The mere physical fact is a trifle. Look at it as you see it in the animals; look at it as you see it in men when they actually come to it. In ninety-nine cases out of a hundred it is painless and easy, and men sink into slumber. Strange, is it not, that so small a reality should have power to cast over human life so immense and obscuring a shadow! Why? Because, as the Apostle says, 'the sting of death is sin,' and if you can take the sting out of it, then there is very little to fear, and it comes down to be an insignificant and transient element in our experience.

Now, the death of Jesus Christ takes away, if I may so say, the nimbus of apprehension and dread arising from conscience and sin, and the forecast of retribution. There is nothing left for us to face except the physical fact, and any rough soldier, with a coarse, red coat upon him, will face that for eighteenpence a day, and think himself well paid. Jesus Christ has abolished death, leaving the mere shell, but taking all the substance out of it. It has become a different thing to men, because in that death of His He has exhausted the bitterness, and has made it possible that we should pass into the shadow, and not fear either conscience or sin or judgment.

→ Requests:
1 - Repeat everything in the passage about death from "The mere physical" down to "in our experience.".
2 - Carry on the passage about death from the point where it stops.

→ Material:
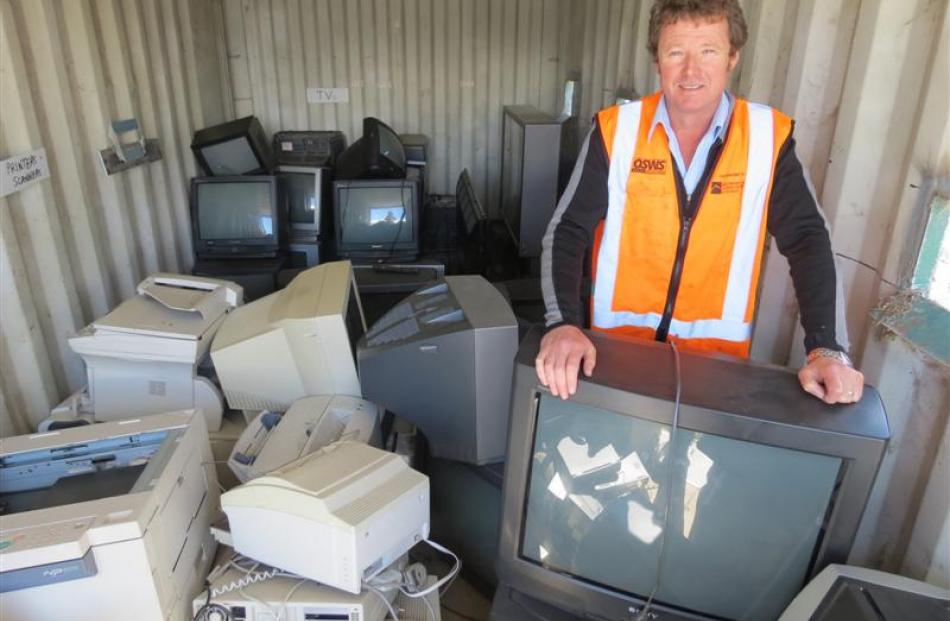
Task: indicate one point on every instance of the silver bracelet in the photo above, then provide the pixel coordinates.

→ Expected outputs:
1 -
The mere physical fact is a trifle. Look at it as you see it in the animals; look at it as you see it in men when they actually come to it. In ninety-nine cases out of a hundred it is painless and easy, and men sink into slumber. Strange, is it not, that so small a reality should have power to cast over human life so immense and obscuring a shadow! Why? Because, as the Apostle says, 'the sting of death is sin,' and if you can take the sting out of it, then there is very little to fear, and it comes down to be an insignificant and transient element in our experience.

2 -
In this connection I cannot but notice with what a profound meaning the Apostle, in this very verse, uses the bare, naked word in reference to Him, and the softened one in reference to us. 'If we believe that Jesus Christ died and rose again, even so them also which sleep.' Ah! yes! He died indeed, bearing all that terror with which men's consciences have invested death. He died indeed, bearing on Himself the sins of the world. He died that no man henceforward need ever die in that same fashion. His death makes our deaths sleep, and His Resurrection makes our sleep calmly certain of a waking.

So, dear 'brethren, I would not have you ignorant concerning them which are asleep, that ye sorrow not even as others which have no hope.' And I would have you to remember that, whilst Christ by His work has made it possible that the terror may pass away, and death may be softened and minimised into slumber, it will not be so with you—unless you are joined to Him, and by trust in the power of His death and the overflowing might of His Resurrection, have made sure that what He has passed through, you will pass through, and where He is, and what He is, you will be also.

Two men die by one railway accident, sitting side by side upon one seat, smashed in one collision. But though the outward fact is the same about each, the reality of their deaths is infinitely different. The one falls asleep through Jesus, in Jesus; the other dies indeed, and the death of his body is only a feeble shadow of the death of his spirit. Do you knit yourself to the Life, which is Christ, and then 'he that believeth on Me shall never die.'


THE WORK AND ARMOUR OF THE CHILDREN OF THE DAY

'Let us, who are of the day, be sober, putting on the breastplate of faith and love; and for a helmet the hope of salvation.'—1 Thess. v. 8.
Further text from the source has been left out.